## [TASKS TO CARRY OUT]
1) Please copy, word for word, the part of the guitar forum post below that opens with the words containing "Welcome to the" and closes with "was getting old.".
2) In the guitar forum post below, what cabinets do the two Grandmeisters each go into?

## [SOURCE DOCUMENT]
Welcome to the forum. I have played guitar since age 14, so I get where you are coming from. I am 55 now though. I had played in many bands over the years and cut back significantly when my career was taking up more time and helping my bass player load his gear in his truck at 2am after a gig was getting old. 

 

I am asking kind of the same questions. I have two Hughes and Kettner Grandmeisters to run stereo. Each go in to their respective 2x12 cabinets with V30s. This was kind of a downsize since I previously had a Hughes & Kettner Triamp with a 4x12 cabinet and it was just too heavy and too loud for my needs. I had a small rack of effects with that amp set up and sold all of it for the Helix. Now, I am getting some pretty good tones with the Helix, but running into the two Grandmeisters is bringing up the same issues of all of this extra gear that I really do not need. So, I find myself just running into my studio monitors from the Helix these days and love the tone I get with the IRs in the Helix. The Grandmeisters are great and have true tube tone, but I just spent some money re-tubing one of them and it reminds me of the fickleness of tube amps and with the Helix, I can have a pedal on the floor and two cables running to my studio set up. I am also considering selling one Grandmeister and putting the other in storage and just using the Helix with studio monitors but am thinking of getting two PC+ 112s to run in stereo.

## [RAW DATA]
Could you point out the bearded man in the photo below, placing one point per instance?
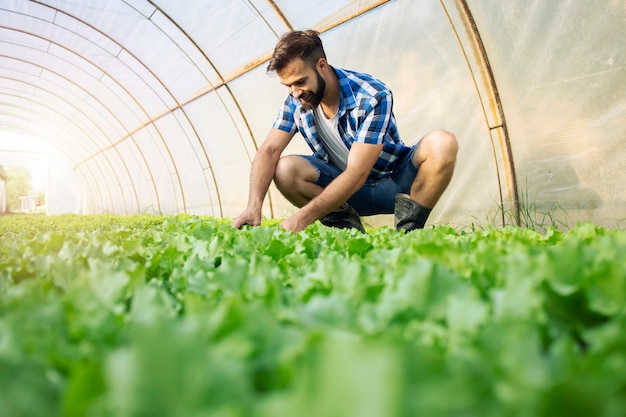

## [RESULTS FOR EACH TASK]
1)
Welcome to the forum. I have played guitar since age 14, so I get where you are coming from. I am 55 now though. I had played in many bands over the years and cut back significantly when my career was taking up more time and helping my bass player load his gear in his truck at 2am after a gig was getting old.

2) Each goes into its own 2x12 cabinet with V30s.